- **Your instructions**
Wherever the line with "Query: bract tip" sits in the listing below, transcribe from it up to and including the line with "column 1181, row 77", exactly, and leave the remaining lines out.

- **Data to use**
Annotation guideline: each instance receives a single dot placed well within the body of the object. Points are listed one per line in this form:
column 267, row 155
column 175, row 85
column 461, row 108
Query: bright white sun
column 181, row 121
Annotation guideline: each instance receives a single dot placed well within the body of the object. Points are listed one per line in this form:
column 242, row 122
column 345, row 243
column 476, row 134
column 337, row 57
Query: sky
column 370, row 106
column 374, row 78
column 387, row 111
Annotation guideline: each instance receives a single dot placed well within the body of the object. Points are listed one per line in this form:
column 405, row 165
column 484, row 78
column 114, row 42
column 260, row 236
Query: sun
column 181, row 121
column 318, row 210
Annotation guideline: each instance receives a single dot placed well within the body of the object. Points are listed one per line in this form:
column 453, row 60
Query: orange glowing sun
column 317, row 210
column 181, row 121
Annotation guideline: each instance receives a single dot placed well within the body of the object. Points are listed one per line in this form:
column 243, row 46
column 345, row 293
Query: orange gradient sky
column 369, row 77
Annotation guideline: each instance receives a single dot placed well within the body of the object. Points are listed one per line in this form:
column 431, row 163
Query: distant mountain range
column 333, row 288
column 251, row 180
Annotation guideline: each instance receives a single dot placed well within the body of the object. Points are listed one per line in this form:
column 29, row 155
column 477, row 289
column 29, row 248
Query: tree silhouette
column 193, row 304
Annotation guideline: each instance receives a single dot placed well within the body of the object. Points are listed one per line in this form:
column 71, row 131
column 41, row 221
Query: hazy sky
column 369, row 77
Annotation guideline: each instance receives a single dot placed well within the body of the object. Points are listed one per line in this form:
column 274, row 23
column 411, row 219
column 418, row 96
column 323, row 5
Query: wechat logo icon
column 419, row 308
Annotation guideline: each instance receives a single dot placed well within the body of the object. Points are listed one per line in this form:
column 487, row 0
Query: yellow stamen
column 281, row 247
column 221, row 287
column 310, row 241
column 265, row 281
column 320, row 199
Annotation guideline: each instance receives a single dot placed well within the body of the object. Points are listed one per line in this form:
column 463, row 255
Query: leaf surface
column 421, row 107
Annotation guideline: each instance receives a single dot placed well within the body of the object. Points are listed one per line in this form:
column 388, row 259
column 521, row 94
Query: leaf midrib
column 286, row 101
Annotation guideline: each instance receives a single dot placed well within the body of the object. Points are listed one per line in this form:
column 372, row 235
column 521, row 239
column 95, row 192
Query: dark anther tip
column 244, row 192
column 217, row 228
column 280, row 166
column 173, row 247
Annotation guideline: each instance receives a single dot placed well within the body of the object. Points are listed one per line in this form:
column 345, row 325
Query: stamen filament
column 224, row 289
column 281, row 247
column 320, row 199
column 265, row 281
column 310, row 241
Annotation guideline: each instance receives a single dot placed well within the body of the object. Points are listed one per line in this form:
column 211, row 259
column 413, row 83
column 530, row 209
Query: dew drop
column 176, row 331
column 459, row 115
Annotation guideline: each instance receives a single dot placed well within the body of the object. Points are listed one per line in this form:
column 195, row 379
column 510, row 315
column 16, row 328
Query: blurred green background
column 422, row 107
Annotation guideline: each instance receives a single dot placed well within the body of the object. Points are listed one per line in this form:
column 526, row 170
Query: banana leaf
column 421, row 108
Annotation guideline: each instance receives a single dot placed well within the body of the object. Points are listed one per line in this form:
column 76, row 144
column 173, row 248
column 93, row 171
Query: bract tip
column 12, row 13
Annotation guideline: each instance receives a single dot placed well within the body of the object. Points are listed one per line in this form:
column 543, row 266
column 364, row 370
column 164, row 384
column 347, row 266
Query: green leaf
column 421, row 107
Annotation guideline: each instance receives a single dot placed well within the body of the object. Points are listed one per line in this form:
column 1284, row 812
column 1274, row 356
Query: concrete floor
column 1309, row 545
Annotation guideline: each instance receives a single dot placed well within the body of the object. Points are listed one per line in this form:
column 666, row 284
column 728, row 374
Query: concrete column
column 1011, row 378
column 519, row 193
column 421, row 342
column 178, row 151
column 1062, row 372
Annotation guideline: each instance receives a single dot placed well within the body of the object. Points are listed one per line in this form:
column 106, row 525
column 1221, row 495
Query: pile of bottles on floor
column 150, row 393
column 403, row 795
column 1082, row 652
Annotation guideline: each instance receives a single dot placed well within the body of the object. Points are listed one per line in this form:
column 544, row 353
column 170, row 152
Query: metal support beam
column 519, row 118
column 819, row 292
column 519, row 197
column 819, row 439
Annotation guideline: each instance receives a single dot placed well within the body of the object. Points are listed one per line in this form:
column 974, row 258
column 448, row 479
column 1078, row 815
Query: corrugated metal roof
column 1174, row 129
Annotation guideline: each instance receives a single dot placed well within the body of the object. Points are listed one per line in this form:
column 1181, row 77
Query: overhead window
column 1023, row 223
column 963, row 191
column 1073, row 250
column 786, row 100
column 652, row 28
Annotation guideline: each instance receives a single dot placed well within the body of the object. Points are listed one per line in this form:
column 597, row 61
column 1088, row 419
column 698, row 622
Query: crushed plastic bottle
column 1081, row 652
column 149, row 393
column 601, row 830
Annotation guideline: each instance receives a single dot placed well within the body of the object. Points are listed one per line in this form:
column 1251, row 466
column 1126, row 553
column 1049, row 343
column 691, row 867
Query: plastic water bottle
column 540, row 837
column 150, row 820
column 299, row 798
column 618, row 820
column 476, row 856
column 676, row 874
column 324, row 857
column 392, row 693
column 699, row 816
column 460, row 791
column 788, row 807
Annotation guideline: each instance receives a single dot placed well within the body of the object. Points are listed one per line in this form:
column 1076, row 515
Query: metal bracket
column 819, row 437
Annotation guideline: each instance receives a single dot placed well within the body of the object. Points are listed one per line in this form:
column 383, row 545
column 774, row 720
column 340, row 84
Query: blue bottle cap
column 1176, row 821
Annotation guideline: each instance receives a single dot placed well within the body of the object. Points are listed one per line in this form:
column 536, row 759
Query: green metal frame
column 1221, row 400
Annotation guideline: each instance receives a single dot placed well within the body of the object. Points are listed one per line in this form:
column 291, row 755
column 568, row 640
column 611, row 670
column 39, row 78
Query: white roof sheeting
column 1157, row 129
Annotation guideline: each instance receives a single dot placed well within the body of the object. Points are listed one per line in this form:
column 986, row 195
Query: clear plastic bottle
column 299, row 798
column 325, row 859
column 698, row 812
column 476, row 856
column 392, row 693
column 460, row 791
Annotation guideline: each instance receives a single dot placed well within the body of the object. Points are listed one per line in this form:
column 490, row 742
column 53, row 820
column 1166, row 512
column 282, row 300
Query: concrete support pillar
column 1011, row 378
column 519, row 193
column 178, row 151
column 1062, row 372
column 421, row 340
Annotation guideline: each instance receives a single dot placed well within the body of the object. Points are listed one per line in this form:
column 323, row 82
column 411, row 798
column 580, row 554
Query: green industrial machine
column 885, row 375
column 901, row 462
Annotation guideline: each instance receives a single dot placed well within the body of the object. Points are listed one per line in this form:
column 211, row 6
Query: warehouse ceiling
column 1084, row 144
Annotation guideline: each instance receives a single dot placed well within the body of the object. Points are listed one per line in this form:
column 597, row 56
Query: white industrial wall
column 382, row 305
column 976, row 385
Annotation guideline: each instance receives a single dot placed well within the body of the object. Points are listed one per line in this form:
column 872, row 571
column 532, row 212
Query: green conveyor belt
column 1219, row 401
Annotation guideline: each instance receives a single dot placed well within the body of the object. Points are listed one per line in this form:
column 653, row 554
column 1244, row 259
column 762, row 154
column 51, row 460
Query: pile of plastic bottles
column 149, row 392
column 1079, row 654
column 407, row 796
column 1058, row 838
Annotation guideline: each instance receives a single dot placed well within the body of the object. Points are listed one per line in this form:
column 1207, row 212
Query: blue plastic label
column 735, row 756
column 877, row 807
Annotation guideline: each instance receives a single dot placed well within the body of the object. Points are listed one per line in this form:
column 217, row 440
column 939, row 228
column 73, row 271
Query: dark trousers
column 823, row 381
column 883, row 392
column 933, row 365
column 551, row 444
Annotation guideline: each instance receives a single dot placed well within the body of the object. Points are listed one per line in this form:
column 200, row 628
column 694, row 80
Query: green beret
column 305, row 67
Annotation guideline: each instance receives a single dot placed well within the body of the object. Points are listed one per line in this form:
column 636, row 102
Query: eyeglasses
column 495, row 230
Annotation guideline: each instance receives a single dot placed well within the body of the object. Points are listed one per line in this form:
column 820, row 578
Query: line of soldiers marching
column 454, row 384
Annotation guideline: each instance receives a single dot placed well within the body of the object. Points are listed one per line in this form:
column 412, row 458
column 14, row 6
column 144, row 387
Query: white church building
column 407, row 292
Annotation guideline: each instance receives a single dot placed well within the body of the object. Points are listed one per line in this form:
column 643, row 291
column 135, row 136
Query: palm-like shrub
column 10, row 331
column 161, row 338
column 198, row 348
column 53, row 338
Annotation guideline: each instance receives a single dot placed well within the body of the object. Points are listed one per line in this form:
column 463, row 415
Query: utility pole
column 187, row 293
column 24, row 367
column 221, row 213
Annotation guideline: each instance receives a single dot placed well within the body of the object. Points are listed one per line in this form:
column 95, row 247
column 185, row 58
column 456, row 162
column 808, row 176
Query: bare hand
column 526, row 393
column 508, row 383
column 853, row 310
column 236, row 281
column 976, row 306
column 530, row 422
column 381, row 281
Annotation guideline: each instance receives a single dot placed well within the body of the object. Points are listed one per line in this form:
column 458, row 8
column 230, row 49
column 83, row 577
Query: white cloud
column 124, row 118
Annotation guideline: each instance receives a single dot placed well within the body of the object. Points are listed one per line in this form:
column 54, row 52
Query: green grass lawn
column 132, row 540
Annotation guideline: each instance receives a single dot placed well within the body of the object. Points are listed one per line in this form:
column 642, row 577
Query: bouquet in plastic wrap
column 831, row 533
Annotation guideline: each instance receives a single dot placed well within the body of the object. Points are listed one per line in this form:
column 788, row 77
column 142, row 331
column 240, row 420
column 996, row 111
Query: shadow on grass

- **Task solution**
Query: bract tip
column 12, row 13
Annotation guideline: each instance receives a single dot placed well within the body of the object. Points are listed one per line in this form:
column 543, row 266
column 364, row 370
column 164, row 384
column 347, row 266
Query: green leaf
column 421, row 107
Annotation guideline: each instance receives a single dot placed well within the body of the object. Points are listed one per line in this form:
column 1284, row 812
column 1274, row 356
Query: concrete floor
column 1309, row 545
Annotation guideline: each instance receives a single dot placed well within the body of the object. Points are listed one per line in this form:
column 666, row 284
column 728, row 374
Query: concrete column
column 1011, row 378
column 519, row 193
column 421, row 342
column 178, row 151
column 1062, row 372
Annotation guideline: each instance receives a single dot placed well within the body of the object. Points are listed one per line in this form:
column 106, row 525
column 1221, row 495
Query: pile of bottles on floor
column 150, row 393
column 403, row 795
column 1082, row 652
Annotation guideline: each instance receives a single dot placed well within the body of the object. Points are listed one per line in this form:
column 544, row 353
column 170, row 152
Query: metal support beam
column 519, row 118
column 819, row 292
column 519, row 197
column 819, row 439
Annotation guideline: each instance receives a single dot placed well within the body of the object. Points are listed one per line in this form:
column 974, row 258
column 448, row 479
column 1078, row 815
Query: corrugated metal roof
column 1174, row 129
Annotation guideline: each instance receives a single dot placed well within the body of the object. Points are listed one per line in this form:
column 1181, row 77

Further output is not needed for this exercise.